Problem to solve -> Looking at the data that follows, count the lines containing the word "green" and write down only that count.

Collected data entries:
|---|

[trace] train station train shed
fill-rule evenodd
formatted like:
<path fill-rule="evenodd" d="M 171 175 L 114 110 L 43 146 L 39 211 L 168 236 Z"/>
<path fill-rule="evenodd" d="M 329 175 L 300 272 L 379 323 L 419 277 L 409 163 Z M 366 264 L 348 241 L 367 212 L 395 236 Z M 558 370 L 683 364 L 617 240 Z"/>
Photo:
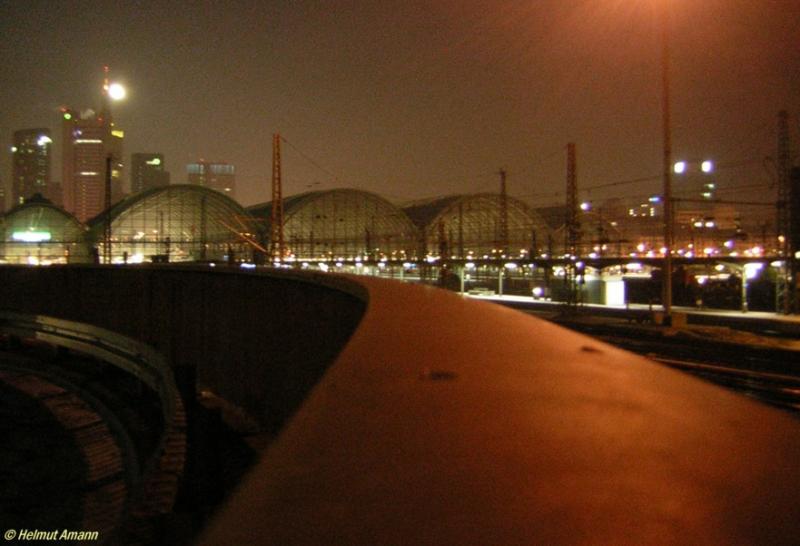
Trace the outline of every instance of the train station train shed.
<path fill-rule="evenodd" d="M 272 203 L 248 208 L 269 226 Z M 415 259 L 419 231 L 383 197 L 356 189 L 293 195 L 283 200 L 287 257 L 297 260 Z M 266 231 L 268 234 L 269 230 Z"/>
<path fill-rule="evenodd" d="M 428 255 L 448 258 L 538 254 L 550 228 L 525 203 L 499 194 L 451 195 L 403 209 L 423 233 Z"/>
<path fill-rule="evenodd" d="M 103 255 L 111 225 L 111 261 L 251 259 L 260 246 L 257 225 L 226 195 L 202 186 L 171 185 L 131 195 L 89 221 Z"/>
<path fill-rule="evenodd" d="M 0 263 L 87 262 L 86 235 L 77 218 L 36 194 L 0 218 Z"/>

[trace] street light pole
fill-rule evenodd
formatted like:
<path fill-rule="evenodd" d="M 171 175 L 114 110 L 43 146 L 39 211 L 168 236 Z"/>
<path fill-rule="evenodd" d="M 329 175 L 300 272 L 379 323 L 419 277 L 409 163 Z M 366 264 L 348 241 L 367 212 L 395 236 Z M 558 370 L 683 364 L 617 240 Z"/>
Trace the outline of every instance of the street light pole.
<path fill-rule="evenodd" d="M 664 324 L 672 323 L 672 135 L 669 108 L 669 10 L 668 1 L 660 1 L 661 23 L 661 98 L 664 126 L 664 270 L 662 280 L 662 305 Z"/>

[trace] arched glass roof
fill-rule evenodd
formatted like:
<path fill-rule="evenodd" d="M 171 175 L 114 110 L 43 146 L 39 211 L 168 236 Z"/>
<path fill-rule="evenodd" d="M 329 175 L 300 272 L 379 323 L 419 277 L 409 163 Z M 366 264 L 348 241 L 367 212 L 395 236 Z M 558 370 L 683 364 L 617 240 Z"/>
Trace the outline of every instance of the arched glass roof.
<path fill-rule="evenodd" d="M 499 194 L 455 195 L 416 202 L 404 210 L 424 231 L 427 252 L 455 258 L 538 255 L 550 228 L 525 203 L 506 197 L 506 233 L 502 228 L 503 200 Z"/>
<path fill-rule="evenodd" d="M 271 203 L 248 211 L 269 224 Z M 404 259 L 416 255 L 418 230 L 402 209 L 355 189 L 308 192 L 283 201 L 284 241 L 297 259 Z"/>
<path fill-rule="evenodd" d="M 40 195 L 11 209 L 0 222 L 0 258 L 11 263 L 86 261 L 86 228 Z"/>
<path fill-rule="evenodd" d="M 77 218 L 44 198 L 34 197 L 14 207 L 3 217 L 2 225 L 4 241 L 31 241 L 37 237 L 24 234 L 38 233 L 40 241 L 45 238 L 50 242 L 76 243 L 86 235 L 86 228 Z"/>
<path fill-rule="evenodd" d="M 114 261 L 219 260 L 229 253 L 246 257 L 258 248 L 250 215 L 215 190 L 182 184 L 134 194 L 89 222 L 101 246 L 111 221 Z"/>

|---|

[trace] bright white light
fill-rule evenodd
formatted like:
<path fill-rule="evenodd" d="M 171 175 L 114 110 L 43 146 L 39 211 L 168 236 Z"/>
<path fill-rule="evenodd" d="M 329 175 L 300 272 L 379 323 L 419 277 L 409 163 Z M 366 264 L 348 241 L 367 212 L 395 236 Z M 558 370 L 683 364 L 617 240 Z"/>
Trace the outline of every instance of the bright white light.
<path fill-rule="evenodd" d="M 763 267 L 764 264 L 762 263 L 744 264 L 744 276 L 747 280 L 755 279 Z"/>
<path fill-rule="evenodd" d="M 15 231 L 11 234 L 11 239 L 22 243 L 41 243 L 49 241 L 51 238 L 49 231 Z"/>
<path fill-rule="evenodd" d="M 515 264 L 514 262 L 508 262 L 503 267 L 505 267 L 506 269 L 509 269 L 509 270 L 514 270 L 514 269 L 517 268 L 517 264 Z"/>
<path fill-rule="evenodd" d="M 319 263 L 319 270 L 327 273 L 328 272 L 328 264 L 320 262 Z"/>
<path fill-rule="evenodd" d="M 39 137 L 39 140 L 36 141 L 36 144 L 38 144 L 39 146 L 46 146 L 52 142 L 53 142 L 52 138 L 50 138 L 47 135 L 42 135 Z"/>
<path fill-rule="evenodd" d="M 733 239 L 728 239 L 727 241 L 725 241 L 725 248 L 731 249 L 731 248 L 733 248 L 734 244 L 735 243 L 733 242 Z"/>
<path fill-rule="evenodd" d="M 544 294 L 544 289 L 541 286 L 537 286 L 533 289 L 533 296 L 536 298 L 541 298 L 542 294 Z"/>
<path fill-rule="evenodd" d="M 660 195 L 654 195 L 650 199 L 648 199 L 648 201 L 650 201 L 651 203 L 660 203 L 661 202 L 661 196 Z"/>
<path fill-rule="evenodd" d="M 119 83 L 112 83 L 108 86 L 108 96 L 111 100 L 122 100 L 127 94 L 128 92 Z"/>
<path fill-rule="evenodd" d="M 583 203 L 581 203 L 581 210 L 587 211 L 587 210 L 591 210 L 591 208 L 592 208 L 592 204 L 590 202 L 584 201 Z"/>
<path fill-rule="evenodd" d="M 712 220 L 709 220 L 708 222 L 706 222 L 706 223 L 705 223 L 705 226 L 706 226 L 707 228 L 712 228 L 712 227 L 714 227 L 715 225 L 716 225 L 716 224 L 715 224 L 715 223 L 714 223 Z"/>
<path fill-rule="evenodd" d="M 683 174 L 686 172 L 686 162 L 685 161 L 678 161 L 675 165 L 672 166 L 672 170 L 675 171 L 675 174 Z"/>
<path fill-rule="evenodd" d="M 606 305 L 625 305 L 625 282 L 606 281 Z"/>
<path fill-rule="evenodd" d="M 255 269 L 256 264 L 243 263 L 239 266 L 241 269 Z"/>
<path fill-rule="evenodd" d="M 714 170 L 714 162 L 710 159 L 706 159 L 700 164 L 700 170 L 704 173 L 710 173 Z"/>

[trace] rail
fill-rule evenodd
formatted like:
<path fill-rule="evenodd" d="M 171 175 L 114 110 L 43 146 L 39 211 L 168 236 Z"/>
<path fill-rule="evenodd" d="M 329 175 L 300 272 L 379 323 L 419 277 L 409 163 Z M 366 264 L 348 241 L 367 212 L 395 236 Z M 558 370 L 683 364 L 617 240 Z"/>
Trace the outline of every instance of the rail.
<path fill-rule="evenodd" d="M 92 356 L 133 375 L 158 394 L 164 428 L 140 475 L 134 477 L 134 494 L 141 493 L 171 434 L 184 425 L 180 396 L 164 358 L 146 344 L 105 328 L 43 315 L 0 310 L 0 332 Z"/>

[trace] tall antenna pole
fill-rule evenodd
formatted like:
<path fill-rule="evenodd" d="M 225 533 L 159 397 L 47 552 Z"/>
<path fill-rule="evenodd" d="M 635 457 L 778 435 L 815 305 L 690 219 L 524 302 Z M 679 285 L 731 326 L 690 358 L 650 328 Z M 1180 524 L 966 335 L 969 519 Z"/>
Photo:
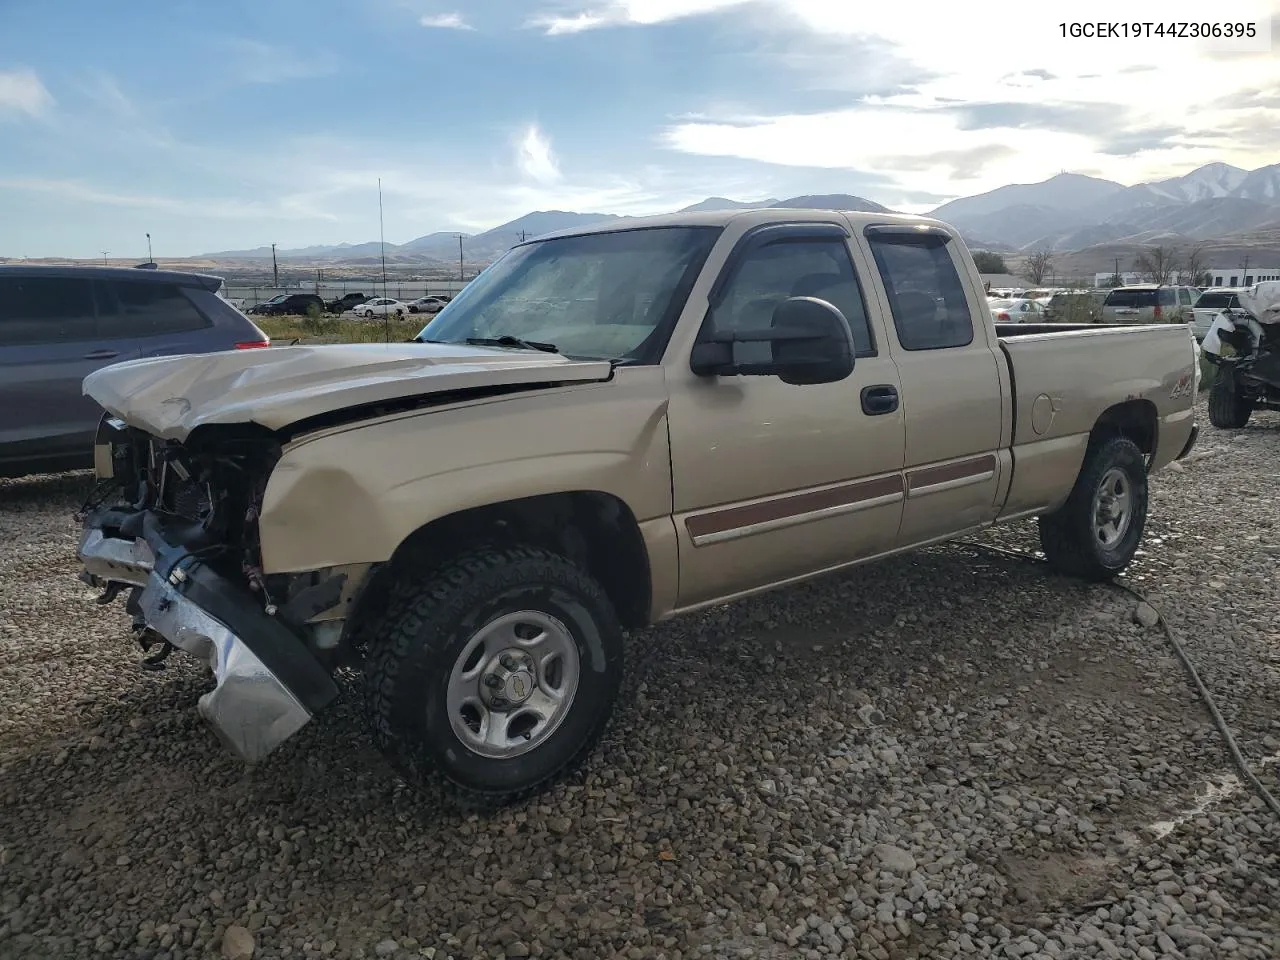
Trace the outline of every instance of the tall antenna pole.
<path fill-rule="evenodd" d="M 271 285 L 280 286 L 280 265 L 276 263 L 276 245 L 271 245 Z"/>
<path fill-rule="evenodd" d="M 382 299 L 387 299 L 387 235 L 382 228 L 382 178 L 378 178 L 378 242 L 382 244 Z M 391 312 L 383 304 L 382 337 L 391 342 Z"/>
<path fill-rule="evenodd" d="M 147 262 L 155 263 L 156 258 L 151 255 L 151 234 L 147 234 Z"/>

|---|

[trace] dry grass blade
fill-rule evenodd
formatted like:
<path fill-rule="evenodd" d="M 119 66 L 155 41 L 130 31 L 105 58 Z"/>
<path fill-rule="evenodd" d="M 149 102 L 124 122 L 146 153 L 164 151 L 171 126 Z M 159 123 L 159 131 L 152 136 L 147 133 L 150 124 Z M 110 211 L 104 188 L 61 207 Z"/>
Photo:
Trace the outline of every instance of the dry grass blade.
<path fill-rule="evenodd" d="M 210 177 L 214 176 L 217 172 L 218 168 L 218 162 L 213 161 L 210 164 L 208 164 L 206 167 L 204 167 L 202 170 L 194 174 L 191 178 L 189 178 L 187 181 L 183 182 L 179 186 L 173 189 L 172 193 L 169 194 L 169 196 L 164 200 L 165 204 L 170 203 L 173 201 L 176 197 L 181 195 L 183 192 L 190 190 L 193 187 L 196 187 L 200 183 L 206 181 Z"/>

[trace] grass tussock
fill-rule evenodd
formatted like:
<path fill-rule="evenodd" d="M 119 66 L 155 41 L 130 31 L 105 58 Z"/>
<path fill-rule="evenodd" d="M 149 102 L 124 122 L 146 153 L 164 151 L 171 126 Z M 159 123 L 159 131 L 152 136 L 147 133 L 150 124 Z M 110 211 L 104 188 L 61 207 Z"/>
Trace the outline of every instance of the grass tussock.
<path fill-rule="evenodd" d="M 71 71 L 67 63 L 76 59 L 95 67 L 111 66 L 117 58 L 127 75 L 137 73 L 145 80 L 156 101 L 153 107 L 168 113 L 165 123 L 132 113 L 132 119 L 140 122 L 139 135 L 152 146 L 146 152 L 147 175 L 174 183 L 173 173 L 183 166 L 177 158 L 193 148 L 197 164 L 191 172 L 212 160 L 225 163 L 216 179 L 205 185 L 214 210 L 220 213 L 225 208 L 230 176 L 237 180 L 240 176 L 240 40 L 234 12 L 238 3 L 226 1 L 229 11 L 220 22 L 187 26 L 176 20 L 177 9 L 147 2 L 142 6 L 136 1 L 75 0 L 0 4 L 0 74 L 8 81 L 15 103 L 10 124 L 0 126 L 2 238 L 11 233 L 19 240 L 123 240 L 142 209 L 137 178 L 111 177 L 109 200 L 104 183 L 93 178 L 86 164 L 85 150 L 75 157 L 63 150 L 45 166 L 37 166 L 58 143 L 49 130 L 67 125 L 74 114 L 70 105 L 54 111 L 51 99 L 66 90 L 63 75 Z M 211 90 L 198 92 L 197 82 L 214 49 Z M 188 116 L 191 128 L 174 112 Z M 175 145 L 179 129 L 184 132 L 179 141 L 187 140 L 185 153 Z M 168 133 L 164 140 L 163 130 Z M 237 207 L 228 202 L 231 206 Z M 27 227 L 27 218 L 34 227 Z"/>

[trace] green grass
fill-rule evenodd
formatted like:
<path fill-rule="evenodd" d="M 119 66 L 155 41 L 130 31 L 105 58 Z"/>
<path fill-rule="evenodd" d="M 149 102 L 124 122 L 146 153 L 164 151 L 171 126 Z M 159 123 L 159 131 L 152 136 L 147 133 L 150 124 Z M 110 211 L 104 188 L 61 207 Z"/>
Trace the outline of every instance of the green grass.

|---|

Task answer -> 2